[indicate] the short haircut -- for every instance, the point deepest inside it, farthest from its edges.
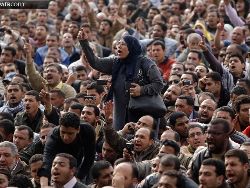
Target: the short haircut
(171, 160)
(34, 93)
(226, 126)
(8, 126)
(172, 144)
(13, 147)
(226, 109)
(244, 99)
(215, 76)
(58, 92)
(218, 164)
(93, 85)
(96, 109)
(70, 119)
(25, 127)
(35, 158)
(160, 43)
(11, 49)
(241, 155)
(71, 158)
(77, 106)
(98, 166)
(189, 99)
(193, 125)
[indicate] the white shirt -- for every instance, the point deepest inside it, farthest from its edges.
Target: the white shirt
(71, 183)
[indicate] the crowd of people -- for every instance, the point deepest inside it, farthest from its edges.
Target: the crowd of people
(69, 74)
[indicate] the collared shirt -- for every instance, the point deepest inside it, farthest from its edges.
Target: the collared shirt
(71, 183)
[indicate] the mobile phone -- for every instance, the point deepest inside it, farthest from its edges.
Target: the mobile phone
(187, 82)
(89, 97)
(101, 82)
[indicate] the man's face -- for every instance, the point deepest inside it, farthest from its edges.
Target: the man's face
(56, 100)
(105, 178)
(67, 40)
(98, 97)
(235, 66)
(44, 133)
(177, 69)
(14, 94)
(235, 170)
(182, 106)
(212, 86)
(142, 140)
(193, 57)
(158, 32)
(61, 172)
(68, 134)
(6, 57)
(172, 93)
(167, 181)
(52, 41)
(108, 153)
(34, 167)
(216, 138)
(125, 170)
(31, 104)
(52, 76)
(244, 114)
(89, 116)
(7, 159)
(196, 137)
(206, 111)
(21, 139)
(181, 126)
(208, 177)
(201, 71)
(158, 53)
(237, 35)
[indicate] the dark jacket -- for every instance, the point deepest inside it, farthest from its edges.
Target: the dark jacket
(150, 72)
(83, 149)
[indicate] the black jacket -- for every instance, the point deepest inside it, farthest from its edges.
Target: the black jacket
(83, 149)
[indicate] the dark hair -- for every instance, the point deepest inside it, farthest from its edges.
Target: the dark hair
(70, 119)
(226, 109)
(224, 123)
(20, 181)
(8, 126)
(11, 49)
(172, 144)
(93, 85)
(189, 99)
(25, 127)
(159, 42)
(71, 158)
(193, 125)
(218, 164)
(241, 155)
(96, 109)
(76, 106)
(34, 93)
(98, 166)
(244, 99)
(6, 116)
(170, 160)
(215, 76)
(35, 158)
(58, 92)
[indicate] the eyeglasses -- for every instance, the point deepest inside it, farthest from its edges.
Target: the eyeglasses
(174, 82)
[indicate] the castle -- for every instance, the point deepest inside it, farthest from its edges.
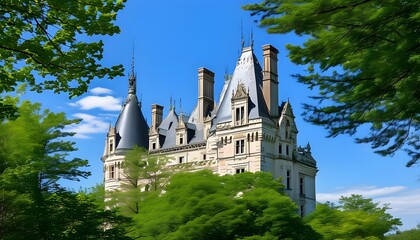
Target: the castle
(245, 130)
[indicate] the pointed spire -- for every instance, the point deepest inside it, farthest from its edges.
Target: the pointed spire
(242, 36)
(132, 78)
(252, 38)
(180, 105)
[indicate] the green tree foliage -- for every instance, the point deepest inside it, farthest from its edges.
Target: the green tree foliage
(354, 218)
(142, 174)
(362, 57)
(34, 155)
(201, 205)
(412, 234)
(45, 38)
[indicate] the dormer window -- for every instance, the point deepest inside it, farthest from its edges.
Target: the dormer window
(240, 115)
(111, 145)
(181, 139)
(240, 146)
(287, 129)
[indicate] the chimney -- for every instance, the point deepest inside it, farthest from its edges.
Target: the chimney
(157, 113)
(205, 93)
(270, 79)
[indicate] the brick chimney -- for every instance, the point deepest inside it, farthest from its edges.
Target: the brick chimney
(205, 93)
(157, 113)
(270, 79)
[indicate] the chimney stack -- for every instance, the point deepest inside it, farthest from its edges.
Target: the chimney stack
(270, 79)
(157, 113)
(205, 93)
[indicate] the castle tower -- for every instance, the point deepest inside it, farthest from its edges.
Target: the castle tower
(130, 129)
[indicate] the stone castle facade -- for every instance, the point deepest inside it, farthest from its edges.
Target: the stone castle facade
(245, 130)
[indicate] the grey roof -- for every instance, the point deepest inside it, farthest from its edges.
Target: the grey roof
(248, 72)
(131, 127)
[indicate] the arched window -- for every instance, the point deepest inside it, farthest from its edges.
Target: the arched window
(287, 135)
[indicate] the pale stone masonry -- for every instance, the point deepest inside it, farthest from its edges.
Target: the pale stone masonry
(246, 130)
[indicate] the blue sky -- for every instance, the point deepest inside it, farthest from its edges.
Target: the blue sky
(171, 41)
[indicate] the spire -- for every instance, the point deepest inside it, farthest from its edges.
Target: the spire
(132, 78)
(242, 36)
(252, 38)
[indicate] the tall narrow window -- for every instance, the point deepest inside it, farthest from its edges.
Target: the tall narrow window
(302, 210)
(111, 172)
(301, 187)
(240, 146)
(181, 139)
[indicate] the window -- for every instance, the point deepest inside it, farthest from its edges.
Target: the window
(287, 129)
(239, 116)
(181, 139)
(302, 212)
(301, 187)
(240, 146)
(111, 172)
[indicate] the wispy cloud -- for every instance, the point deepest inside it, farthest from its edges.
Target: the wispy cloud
(101, 91)
(89, 125)
(106, 103)
(404, 202)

• _PROBLEM DESCRIPTION_
The answer is the listing above restated word for word, pictures removed.

• _RESPONSE TO THIS TASK_
[indicate] the short haircut -- for every instance, the point deepest inside it, farthest from its edges.
Target: the short haircut
(171, 160)
(34, 93)
(226, 126)
(8, 126)
(172, 144)
(13, 147)
(226, 109)
(244, 99)
(215, 76)
(58, 92)
(218, 164)
(93, 85)
(96, 109)
(70, 119)
(25, 127)
(35, 158)
(160, 43)
(11, 49)
(241, 155)
(71, 158)
(77, 106)
(98, 166)
(189, 99)
(193, 125)
[indicate] the white shirt -- for every instance, the point deepest inside it, farthest from its edges.
Target: the white shirt
(71, 183)
[indicate] the crowd of people -- for every instance, the point deepest inside it, farthest from its edges.
Target: the crowd of people
(69, 74)
[indicate] the collared shirt -- for every instance, the point deepest inside it, farthest from its edges.
Target: the collared shirt
(71, 183)
[indicate] the mobile phone -- for every instance, the point deepest inside it, farthest from its edges.
Target: the mobile phone
(187, 82)
(89, 97)
(101, 82)
[indicate] the man's face -- for every instance, the point deepest inside it, farthest from its edges.
Target: the man's face
(56, 100)
(105, 178)
(67, 40)
(98, 97)
(235, 66)
(44, 133)
(177, 69)
(14, 94)
(235, 170)
(182, 106)
(212, 86)
(142, 140)
(193, 57)
(158, 32)
(61, 172)
(68, 134)
(6, 57)
(172, 93)
(167, 181)
(52, 41)
(108, 153)
(34, 167)
(216, 138)
(125, 170)
(31, 104)
(52, 76)
(244, 114)
(89, 116)
(7, 159)
(196, 137)
(206, 111)
(21, 139)
(181, 126)
(208, 177)
(201, 71)
(158, 53)
(237, 35)
[indicate] the dark jacket -- for every instance, the point deepest inside it, farthest from its edges.
Target: the dark jacket
(150, 72)
(83, 149)
[indicate] the black jacket -- for every instance, the point deepest inside it, farthest from its edges.
Target: the black jacket
(83, 149)
[indicate] the dark hair -- for every instance, the point deepest inside it, farthest from its edges.
Target: the dark hair
(70, 119)
(226, 109)
(224, 123)
(20, 181)
(8, 126)
(11, 49)
(172, 144)
(93, 85)
(189, 99)
(25, 127)
(159, 42)
(71, 158)
(193, 125)
(218, 164)
(241, 155)
(96, 109)
(76, 106)
(34, 93)
(98, 166)
(244, 99)
(6, 116)
(170, 160)
(215, 76)
(35, 158)
(58, 92)
[indicate] the eyeglasses -- for every instance, the point deepest inside it, farthest from its edges.
Target: the eyeglasses
(174, 82)
[indicate] the castle -- for every instance, the point deepest inside it, farthest from its edges.
Target: the castle
(245, 130)
[indicate] the pointed spire -- for every instance, the point deepest inside it, farthest from its edges.
Target: the pointed spire
(242, 36)
(132, 78)
(252, 38)
(180, 105)
[indicate] the green tree foliage -- for every instance, the point deepest inside it, farthest from its edges.
Target: the green tree foliage
(354, 218)
(142, 174)
(362, 57)
(34, 155)
(201, 205)
(412, 234)
(45, 38)
[indicate] the dormer window -- for every instance, the point deepest inside it, farthest from its edges.
Target: the dormer window
(240, 115)
(111, 145)
(181, 139)
(240, 146)
(287, 129)
[indicate] the chimney -- for every instance, the point deepest inside it, farthest from its edges.
Target: the chimney
(157, 113)
(205, 93)
(270, 79)
[indicate] the brick chimney -- for every instance, the point deepest inside it, farthest from its edges.
Target: the brick chimney
(205, 93)
(157, 113)
(270, 79)
[indicate] the chimney stack -- for every instance, the point deepest inside it, farthest from its edges.
Target: the chimney stack
(270, 79)
(157, 113)
(205, 93)
[indicate] the castle tower -- for every instance, the point deepest inside it, farthest from its edges.
Target: the castle tower
(130, 129)
[indicate] the stone castle facade -- for every instance, the point deepest inside it, farthest from its edges.
Target: the stone castle facade
(245, 130)
[indicate] the grey roof -- for every instance, the point deepest inside it, farthest from its edges.
Target: the grey roof
(248, 72)
(131, 127)
[indicate] the arched window -- for every instance, the point deepest inside it, farthest from its edges.
Target: the arched window
(287, 135)
[indicate] the pale stone masonry -- for every instance, the point deepest inside it, farthest from its edges.
Target: the pale stone masonry
(246, 130)
[indicate] the blue sky -- for every instance, the point deepest inside it, farthest from its edges.
Target: the blue sky
(171, 41)
[indicate] the spire -- for every instance, the point deepest inside it, farthest from its edges.
Target: the spire
(132, 78)
(242, 36)
(252, 38)
[indicate] the tall narrow window -- for every instance, the point deepest inside it, farthest from its edges.
Target: the tall narrow window
(302, 210)
(111, 172)
(301, 187)
(240, 146)
(181, 139)
[indicate] the window -- for every instance, the point deepest inside it, farthest from its edges.
Target: the window
(287, 129)
(239, 116)
(181, 139)
(302, 212)
(301, 187)
(240, 146)
(111, 172)
[indicate] the wispy cloud -- for every instance, the point deepest inside it, farthest from its edges.
Target: the wispy cloud
(101, 91)
(89, 125)
(106, 103)
(404, 202)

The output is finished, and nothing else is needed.